Perintah Tertulis A —
Ubahlah catatan mulai dari baris yang memuat "TARGET = woman's black t-shirt" sampai dengan baris yang memuat "(1043, 565)", kedua baris itu termasuk, menjadi CSV dua kolom bernama masukan dan keluaran. Buat satu baris untuk setiap permintaan: teks permintaan pada kolom masukan dan jawabannya pada kolom keluaran, masing-masing dalam satu isian berkutip dengan jeda baris diganti spasi.

Kutipan Teks —

-->

Prinsip dasar mengenai wilayah kekuasaan negara | Prinsip Dasar Tentang Pemerintahan di Minangkabau

Sejarah Minangkabau

Alam

Prinsip dasar mengenai wilayah kekuasaan negara

Wilayah negara yang berada di bawah kekuasaan Minangkabau, pada waktu jayanya kira-kira pada abad ke-15 hampir mencakup seluruh wilayah Sumatera Tengah hingga dengan setelah proklamasi kemerdekaan Republik Indonesia pada tahun 1945. Wilayah tersebut jauh lebih luas dibandingkan dengan wilayah pada zaman pemerintahan Dt. Katumanggungan dan Dt. Parpatih Nan Sabatang. Namun secara pasti tidak bisa ditentukan kapan terjadinya peluasan daerah tersebut, karena tidak ada yang bisa menjelaskan secara pasti. Namun dalam fatwa adat disebutkan sebagai berikut :
Di mano asa api palito - di baliak pandan nan baduri
Di mano asa niniak mamak kito - iyo di lereng Gunuang Merapi
Di Sinan langgundi nan baselo - di sinanlah banto nan barayun
Di Sinan tambilang mulo diantak-an
Basuo aka tigo jurai - Sajurai ka Luhak Tanah Dara
Sajurai ka Luhak Agam - Sajurai ka Luhak Limo Puluah Koto.

Catatan Hasil Ekstraksi —
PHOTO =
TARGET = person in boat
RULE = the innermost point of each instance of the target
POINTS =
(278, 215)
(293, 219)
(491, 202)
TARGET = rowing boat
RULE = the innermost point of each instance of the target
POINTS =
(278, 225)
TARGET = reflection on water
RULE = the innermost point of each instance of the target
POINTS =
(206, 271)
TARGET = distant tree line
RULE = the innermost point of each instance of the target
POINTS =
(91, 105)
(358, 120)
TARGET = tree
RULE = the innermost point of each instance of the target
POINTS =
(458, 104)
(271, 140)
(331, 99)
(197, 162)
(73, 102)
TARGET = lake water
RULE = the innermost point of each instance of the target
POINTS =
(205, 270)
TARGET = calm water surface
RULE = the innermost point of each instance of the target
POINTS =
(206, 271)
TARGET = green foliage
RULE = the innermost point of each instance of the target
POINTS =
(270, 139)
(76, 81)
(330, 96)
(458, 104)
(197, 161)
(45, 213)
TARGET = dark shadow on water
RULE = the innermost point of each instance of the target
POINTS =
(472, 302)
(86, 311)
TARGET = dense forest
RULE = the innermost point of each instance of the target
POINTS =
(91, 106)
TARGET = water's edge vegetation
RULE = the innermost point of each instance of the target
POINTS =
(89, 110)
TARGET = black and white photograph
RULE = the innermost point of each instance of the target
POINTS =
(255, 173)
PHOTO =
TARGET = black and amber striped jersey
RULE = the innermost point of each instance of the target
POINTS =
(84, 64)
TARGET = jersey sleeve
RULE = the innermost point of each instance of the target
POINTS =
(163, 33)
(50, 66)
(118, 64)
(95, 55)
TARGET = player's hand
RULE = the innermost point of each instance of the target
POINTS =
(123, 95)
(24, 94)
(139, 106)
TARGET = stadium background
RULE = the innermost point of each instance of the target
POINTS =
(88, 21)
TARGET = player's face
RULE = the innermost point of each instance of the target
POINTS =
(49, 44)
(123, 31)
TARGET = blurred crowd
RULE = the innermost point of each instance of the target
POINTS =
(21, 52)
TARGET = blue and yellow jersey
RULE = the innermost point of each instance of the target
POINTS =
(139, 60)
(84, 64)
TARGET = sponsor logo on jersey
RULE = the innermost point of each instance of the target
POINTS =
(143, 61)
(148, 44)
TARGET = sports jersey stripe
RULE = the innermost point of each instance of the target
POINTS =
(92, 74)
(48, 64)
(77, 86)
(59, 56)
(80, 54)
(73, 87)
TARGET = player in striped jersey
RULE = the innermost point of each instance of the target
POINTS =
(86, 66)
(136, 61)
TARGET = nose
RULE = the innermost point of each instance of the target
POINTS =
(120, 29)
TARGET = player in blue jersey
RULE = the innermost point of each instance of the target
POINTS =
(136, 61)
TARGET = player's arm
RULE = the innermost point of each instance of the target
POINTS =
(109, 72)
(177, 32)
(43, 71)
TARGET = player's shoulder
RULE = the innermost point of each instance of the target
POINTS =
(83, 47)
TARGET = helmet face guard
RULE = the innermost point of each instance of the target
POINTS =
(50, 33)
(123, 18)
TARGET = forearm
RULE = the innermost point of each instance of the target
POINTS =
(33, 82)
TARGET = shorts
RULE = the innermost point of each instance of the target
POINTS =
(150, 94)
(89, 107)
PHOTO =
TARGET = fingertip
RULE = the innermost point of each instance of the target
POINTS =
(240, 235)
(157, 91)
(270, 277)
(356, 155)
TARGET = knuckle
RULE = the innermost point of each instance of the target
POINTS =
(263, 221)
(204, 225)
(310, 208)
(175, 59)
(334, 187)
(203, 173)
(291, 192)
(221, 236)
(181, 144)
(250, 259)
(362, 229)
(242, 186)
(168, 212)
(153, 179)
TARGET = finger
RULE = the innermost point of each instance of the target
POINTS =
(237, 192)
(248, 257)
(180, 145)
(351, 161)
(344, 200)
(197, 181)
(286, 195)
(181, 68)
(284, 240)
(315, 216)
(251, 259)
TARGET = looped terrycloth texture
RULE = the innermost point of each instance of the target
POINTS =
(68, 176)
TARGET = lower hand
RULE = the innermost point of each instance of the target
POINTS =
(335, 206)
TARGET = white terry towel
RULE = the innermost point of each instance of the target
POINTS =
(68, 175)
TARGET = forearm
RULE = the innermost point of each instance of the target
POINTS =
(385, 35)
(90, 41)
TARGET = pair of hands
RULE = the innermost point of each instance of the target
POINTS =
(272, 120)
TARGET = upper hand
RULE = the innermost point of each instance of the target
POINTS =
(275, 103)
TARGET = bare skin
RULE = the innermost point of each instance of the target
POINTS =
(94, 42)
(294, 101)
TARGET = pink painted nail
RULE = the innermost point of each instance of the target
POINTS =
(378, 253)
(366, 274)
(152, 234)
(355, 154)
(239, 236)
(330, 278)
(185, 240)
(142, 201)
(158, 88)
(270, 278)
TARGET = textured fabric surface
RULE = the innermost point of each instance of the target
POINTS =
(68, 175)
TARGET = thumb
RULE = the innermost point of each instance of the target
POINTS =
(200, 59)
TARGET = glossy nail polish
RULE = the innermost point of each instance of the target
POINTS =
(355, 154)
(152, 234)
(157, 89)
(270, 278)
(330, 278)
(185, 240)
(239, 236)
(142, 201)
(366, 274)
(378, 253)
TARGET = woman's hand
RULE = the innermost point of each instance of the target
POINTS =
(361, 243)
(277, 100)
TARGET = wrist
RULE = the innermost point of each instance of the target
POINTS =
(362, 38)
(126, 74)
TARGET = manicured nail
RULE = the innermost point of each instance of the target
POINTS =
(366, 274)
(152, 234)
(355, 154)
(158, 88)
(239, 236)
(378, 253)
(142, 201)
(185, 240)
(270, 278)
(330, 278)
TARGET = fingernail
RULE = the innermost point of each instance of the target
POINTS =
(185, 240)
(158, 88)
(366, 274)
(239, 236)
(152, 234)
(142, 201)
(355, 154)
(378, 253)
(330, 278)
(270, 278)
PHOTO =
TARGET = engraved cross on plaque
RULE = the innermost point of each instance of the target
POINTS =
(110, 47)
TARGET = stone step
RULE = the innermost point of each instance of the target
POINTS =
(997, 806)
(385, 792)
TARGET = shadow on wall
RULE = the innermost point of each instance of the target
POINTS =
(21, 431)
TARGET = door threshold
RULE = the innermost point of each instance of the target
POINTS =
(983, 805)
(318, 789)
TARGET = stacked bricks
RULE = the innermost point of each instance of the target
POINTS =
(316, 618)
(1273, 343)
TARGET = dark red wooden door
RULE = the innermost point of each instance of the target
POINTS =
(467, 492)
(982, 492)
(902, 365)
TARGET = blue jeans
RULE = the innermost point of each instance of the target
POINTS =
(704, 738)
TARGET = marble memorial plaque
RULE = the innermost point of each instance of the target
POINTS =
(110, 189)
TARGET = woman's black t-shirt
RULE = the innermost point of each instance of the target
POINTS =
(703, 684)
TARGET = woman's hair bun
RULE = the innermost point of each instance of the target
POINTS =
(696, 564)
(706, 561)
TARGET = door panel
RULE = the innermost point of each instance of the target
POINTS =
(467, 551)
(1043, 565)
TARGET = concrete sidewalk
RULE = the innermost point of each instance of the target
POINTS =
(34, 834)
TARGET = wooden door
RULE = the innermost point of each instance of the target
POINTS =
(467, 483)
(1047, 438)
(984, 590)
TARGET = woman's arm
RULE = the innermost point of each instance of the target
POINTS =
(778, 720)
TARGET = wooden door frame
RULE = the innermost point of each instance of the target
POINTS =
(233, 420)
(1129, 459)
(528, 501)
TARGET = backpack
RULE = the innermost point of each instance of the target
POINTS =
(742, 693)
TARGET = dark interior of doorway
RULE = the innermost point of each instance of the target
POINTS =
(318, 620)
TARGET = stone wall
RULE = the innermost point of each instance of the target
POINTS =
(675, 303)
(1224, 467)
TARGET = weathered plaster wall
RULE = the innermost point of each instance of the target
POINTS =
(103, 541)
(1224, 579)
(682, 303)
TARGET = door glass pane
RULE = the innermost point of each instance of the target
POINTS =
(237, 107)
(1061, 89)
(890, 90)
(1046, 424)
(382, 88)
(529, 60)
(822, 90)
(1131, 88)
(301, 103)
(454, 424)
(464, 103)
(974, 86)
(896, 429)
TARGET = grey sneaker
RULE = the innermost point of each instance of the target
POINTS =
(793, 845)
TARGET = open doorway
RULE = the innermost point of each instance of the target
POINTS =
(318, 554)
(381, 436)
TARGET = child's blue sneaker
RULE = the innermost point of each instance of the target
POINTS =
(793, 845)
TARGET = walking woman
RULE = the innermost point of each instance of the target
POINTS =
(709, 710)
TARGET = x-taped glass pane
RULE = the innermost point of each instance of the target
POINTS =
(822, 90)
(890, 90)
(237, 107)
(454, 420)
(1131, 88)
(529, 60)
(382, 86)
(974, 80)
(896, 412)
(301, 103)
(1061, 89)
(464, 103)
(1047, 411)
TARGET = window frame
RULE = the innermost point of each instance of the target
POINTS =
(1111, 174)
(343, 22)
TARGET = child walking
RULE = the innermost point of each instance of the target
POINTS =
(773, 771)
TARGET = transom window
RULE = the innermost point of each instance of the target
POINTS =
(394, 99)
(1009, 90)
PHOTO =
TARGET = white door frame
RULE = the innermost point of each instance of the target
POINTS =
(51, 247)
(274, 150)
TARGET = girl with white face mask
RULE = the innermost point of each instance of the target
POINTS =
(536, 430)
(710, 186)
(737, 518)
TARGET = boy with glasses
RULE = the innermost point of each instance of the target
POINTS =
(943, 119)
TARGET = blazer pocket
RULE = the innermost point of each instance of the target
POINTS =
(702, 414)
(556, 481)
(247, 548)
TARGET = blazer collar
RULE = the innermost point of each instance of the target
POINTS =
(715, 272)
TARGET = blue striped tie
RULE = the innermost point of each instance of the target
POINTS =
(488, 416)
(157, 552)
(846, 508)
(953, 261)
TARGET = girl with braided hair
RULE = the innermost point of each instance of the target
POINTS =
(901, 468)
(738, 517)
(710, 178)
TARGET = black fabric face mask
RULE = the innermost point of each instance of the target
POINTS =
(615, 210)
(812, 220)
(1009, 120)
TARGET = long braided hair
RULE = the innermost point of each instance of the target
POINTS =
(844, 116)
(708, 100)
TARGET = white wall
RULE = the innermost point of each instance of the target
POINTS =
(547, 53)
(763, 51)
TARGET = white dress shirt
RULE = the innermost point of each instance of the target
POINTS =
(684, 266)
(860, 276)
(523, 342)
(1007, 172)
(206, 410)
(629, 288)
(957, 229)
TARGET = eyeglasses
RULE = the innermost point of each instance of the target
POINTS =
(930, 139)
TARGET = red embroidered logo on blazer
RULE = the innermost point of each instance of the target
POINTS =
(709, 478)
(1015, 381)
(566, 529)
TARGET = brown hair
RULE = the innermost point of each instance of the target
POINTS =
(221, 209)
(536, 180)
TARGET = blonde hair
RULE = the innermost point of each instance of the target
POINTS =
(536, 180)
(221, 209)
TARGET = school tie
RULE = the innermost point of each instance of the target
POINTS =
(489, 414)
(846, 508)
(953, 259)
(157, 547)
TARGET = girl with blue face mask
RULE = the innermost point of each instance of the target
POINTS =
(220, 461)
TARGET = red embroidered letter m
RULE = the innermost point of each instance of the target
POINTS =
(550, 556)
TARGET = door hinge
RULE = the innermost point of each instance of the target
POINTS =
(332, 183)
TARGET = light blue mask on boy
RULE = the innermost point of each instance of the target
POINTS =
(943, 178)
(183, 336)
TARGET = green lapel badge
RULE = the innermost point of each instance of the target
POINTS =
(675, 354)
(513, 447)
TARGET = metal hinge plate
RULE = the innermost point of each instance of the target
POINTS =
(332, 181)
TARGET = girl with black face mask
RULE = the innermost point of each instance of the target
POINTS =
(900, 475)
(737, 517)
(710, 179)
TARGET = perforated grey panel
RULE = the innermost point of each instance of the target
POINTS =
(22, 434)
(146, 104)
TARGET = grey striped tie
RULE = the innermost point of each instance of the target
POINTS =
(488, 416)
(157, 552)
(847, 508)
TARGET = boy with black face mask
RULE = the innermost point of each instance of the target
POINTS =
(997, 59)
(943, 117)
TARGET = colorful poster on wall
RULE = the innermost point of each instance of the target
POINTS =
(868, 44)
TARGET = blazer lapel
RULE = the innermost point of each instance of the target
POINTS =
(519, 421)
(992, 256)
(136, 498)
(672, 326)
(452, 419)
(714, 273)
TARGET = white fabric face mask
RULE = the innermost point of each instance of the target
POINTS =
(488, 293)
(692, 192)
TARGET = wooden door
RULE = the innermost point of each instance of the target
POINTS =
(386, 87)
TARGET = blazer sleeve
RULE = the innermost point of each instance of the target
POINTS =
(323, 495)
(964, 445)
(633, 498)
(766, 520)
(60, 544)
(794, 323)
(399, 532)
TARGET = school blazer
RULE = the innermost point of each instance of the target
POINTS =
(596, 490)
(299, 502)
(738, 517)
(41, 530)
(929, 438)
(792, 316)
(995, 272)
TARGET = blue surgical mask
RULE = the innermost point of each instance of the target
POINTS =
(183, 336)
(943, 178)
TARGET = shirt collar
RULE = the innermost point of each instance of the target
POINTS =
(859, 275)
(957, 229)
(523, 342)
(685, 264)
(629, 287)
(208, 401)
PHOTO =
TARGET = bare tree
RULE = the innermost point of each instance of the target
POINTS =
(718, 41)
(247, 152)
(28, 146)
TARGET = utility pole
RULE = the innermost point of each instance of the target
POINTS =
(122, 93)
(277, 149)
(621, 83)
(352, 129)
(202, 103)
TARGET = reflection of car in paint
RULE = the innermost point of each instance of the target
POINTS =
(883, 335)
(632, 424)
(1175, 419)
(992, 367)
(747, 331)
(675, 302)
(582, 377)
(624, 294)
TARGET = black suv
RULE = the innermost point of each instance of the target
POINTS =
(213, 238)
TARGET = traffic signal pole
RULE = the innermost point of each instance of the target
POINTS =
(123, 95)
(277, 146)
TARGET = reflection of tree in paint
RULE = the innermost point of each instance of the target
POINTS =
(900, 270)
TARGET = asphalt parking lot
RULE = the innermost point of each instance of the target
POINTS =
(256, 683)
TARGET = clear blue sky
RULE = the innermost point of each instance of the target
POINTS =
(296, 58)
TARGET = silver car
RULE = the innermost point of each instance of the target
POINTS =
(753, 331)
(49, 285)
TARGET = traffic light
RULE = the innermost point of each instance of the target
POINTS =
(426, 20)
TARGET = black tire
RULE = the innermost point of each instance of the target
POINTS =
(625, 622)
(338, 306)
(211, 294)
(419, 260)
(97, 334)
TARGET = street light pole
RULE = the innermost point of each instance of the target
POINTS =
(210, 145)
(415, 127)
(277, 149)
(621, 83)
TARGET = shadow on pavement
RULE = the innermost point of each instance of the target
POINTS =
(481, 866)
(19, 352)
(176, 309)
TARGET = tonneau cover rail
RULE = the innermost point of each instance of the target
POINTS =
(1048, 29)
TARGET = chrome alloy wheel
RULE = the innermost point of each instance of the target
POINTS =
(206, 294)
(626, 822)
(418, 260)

Perintah Tertulis B —
Teruskan kutipan tentang wilayah kekuasaan Minangkabau mulai dari bagian terakhir yang ditampilkan.

Keluaran yang Diharapkan A —
masukan,keluaran
"TARGET = woman's black t-shirt RULE = the innermost point of each instance of the target POINTS =","(703, 684)"
"TARGET = woman's hair bun RULE = the innermost point of each instance of the target POINTS =","(696, 564) (706, 561)"
"TARGET = door panel RULE = the innermost point of each instance of the target POINTS =","(467, 551) (1043, 565)"

Keluaran yang Diharapkan B —
Kalau fatwa adat ini dicermati, akan terlihat bahwa perkembangan wilayah Minang kabau itu diawali dari lereng Merapi. Baru kemudian pada tahap pertama, berkembang ke daerah yang sekarang bernama Luhak Tanah Datar. Kemudian, melebar ke barat mendiami daerah yang makin lama makin luas, yang di sebut dengan Luhak Agam dan dari sini berkembang ke arah utara yang disebut dengan Luhak Limo Puluah Koto. Bersamaan dengan yang terakhir ini, sebagian ada yang melompat ke daerah Riau sekarang. 

Nenek moyang kita memandang dan merasakan akan arti serta manfaat benda-benda alam yang berada do dalam ataupun di sekitar daerah pemukiman pada saat itu, misalnya gunung-gunung yang tinggi, sungai-sungai, danau-danau bahkan tumbuh-tumbuhan yang menyolok dan mudah dikenali.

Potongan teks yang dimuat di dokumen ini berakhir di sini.